__Selected extract__:
-- begin --

You have multiple errors in the code that may lead the nonsensical measurements that you're seeing. I've fixed the errors and you can find the explanation in the comments below.

/* compile with gcc at optimization level -O3 */
/* set the minimum and maximum CPU frequency for all cores using cpupower to get meaningful results */ 
/* run using "sudo nice -n -20 ./a.out" to minimize possible context switches, or at least use "taskset -c 0 ./a.out" */
/* you can optionally use a p-state scaling driver other than intel_pstate to get more reproducable results */
/* This code still needs improvement to obtain more accurate measurements,
   and a lot of effort is required to do that—argh! */
/* Specifically, there is no single constant latency for the L1 because of
   the way it's designed, and more so for main memory. */
/* Things such as virtual addresses, physical addresses, TLB contents,
   code addresses, and interrupts may have an impact that needs to be
   investigated */
/* The instructions that GCC puts unnecessarily in the timed section are annoying AF */
/* This code is written to run on Intel processors! */

#include <stdint.h>
#include <x86intrin.h>
#include <stdio.h>
int main()
{
  int array[ 100 ];

  /* this is optional */
  /* will bring array in the cache */
  for ( int i = 0; i < 100; i++ )
    array[ i ] = i;

  printf( "address = %p \n", &array[ 0 ] ); /* guaranteed to be aligned within a single cache line */

  _mm_mfence();                      /* prevent clflush from being reordered by the CPU or the compiler in this direction */

  /* flush the line containing the element */
  _mm_clflush( &array[ 0 ] );

  //unsigned int aux;
  uint64_t time1, time2, msl, hsl, osl; /* initial values don't matter */

  /* You can generally use rdtsc or rdtscp.

-- end --

__Information provided__:
-- begin --

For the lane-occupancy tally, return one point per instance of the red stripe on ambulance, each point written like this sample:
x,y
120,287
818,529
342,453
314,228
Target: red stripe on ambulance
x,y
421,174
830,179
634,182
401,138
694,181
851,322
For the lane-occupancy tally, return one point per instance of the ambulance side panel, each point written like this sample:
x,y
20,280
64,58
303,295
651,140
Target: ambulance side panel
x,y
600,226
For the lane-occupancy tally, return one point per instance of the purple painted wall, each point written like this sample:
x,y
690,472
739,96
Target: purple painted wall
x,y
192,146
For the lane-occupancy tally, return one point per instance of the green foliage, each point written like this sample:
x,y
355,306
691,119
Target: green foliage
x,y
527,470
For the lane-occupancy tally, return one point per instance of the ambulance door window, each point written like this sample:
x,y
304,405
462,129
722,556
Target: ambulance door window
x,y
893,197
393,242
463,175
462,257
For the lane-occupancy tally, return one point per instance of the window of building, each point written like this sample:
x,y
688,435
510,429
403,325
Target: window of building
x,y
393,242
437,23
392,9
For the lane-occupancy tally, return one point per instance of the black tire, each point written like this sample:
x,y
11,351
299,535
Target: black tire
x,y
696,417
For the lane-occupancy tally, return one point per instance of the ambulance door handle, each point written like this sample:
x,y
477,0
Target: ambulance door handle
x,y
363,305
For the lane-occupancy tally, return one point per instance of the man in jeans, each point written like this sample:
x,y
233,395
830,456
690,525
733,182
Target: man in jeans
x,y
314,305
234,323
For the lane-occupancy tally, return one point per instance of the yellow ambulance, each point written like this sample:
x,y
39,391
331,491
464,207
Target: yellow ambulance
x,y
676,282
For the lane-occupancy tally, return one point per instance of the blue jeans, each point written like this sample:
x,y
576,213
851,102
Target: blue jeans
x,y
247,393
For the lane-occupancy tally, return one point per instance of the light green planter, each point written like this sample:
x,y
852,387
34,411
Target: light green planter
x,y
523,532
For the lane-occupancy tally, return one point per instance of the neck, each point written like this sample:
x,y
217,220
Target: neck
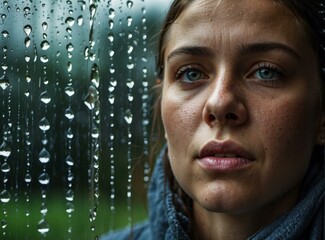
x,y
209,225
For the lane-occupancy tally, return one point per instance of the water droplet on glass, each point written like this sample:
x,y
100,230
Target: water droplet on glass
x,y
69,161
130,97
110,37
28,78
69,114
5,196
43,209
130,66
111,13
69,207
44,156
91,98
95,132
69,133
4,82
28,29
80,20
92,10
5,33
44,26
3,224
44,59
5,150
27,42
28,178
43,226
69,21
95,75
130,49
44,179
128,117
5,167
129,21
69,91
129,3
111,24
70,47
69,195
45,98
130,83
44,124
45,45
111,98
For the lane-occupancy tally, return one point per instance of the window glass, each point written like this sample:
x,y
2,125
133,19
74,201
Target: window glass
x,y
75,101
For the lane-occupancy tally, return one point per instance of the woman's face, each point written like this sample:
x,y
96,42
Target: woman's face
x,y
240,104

-- end --
-- begin --

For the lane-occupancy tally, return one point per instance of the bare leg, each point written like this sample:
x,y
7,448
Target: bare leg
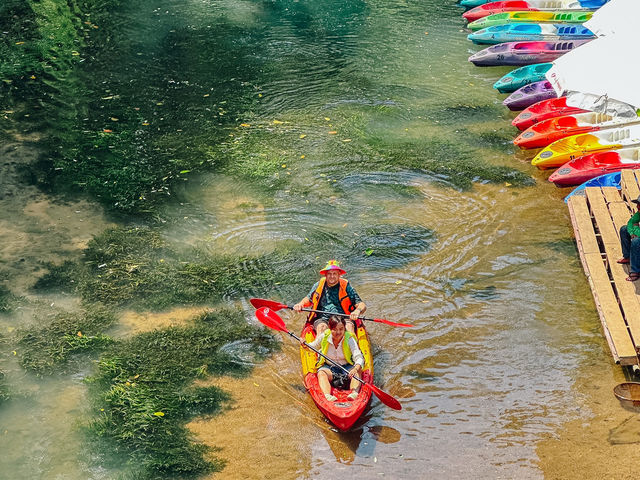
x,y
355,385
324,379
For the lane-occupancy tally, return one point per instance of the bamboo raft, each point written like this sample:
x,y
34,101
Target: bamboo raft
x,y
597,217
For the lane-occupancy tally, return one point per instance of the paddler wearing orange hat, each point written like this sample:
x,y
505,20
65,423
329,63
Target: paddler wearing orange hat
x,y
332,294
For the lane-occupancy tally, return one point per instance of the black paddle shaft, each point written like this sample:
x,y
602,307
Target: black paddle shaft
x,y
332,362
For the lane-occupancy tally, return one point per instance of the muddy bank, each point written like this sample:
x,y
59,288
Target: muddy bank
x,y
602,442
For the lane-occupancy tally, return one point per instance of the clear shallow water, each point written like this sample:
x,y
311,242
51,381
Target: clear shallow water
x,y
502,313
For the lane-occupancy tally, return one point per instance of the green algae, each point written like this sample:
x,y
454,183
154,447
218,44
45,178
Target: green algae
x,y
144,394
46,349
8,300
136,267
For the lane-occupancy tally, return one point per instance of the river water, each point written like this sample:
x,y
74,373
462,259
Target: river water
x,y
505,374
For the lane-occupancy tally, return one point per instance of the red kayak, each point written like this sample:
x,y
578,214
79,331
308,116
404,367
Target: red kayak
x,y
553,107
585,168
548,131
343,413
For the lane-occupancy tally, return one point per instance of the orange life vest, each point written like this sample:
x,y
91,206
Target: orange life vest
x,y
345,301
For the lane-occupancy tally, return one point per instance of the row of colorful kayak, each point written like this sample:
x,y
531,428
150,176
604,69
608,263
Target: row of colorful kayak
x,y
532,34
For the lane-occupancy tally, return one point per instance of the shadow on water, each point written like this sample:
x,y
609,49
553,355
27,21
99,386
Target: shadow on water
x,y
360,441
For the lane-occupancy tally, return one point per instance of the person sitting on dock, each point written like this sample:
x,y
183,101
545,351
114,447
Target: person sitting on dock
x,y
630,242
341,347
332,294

-- end --

In the cache-timing code, which command do the comments recommend for running the program to minimize possible context switches?

sudo nice -n -20 ./a.out